→ **Provided data**
»»

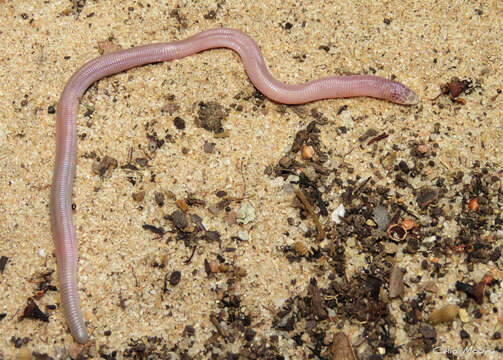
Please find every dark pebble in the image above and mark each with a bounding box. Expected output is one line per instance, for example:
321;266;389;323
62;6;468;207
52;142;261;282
419;325;437;339
154;192;165;207
10;336;23;348
169;271;181;286
203;141;215;153
173;116;186;130
183;325;195;337
244;328;256;341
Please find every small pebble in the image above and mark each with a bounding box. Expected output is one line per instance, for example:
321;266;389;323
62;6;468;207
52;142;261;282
301;144;314;159
429;304;459;324
154;192;165;207
460;329;470;340
236;202;255;224
402;218;418;231
372;205;390;231
458;308;469;322
237;230;249;241
169;271;181;286
331;204;345;224
208;204;220;215
132;190;145;202
203;141;215;153
468;197;480;211
490;291;499;304
423;235;437;243
173;116;185;129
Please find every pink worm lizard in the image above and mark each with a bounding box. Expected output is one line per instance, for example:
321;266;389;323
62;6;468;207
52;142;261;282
50;28;418;344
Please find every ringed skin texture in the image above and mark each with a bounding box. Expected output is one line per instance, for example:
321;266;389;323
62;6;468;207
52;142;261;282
51;28;418;344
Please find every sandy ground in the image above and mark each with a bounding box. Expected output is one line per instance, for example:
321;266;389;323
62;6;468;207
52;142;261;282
0;0;502;359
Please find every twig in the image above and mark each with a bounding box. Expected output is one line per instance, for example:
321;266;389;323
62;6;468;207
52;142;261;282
295;189;325;241
184;246;197;264
367;132;388;145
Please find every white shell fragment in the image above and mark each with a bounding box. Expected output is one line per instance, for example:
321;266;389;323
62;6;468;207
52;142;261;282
236;202;256;224
331;204;345;224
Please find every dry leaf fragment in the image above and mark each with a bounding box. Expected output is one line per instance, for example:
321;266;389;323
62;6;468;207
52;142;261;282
389;264;405;298
97;40;123;55
429;304;459;324
331;332;356;360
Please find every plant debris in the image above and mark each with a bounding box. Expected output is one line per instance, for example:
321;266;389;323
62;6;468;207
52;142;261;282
20;298;49;323
432;76;472;103
195;101;228;133
0;255;8;273
331;332;357;360
97;39;123;55
91;155;118;177
295;188;325;241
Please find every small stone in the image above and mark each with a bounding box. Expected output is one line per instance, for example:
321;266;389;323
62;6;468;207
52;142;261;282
402;218;418;231
372;205;390;231
169;271;181;286
458;308;469;322
366;218;377;227
384;242;398;254
286;174;300;183
416;144;429;154
279;156;292;168
301;145;314;160
173;116;186;129
203;141;216;154
132;190;145;202
236;202;255;224
468;197;480;211
331;204;345;224
161;102;180;115
423;281;439;293
92;155;118;177
416;186;438;209
419;325;437;339
244;328;256;341
154;192;165;207
460;329;470;340
303;167;317;181
208;204;220;215
208;261;219;273
423;235;437;243
237;230;249;241
223;211;236;225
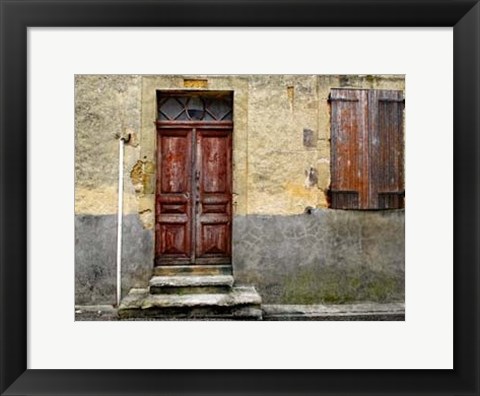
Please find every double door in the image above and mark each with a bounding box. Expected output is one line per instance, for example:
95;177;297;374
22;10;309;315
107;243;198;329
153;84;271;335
155;124;232;266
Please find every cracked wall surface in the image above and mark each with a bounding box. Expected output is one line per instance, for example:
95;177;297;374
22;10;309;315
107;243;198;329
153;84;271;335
75;74;405;305
233;209;404;303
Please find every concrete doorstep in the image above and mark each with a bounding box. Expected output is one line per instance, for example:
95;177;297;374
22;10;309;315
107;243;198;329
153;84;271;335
75;302;405;321
117;286;263;320
262;303;405;321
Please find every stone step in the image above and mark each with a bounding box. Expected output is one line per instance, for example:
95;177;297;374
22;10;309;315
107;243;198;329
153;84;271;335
262;303;405;321
118;286;262;320
149;275;234;295
153;265;232;277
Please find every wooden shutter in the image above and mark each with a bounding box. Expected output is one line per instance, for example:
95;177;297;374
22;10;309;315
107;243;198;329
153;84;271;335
330;88;404;210
330;89;366;209
369;90;405;209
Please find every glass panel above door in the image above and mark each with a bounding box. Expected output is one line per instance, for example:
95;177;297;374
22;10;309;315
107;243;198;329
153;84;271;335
157;92;233;122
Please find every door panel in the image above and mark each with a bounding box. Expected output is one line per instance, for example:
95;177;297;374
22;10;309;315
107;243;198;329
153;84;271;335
195;130;232;262
155;129;193;264
201;136;228;193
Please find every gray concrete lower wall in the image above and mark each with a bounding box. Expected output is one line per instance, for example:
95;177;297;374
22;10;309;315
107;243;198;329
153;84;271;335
75;214;154;305
75;209;404;305
232;209;405;304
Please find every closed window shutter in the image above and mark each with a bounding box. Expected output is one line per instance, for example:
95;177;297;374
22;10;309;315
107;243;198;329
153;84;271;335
369;90;405;209
330;88;404;210
330;89;366;209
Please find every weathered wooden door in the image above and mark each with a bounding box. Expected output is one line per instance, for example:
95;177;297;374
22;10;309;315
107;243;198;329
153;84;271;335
155;93;233;266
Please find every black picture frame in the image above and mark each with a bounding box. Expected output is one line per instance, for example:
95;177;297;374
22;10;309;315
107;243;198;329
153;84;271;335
1;1;479;395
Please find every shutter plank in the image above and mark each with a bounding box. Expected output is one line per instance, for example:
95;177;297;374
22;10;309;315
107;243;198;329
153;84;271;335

««

→ **Work order**
The lines to show are those in the data above that include "stone".

→ **Exercise result**
Please find every small stone in the image above and mark each with a bounding box. Expected output is one line per instance, for example:
Please find every stone step in the image above and mark each with a bounding box. Expected output is one line per instance, for example:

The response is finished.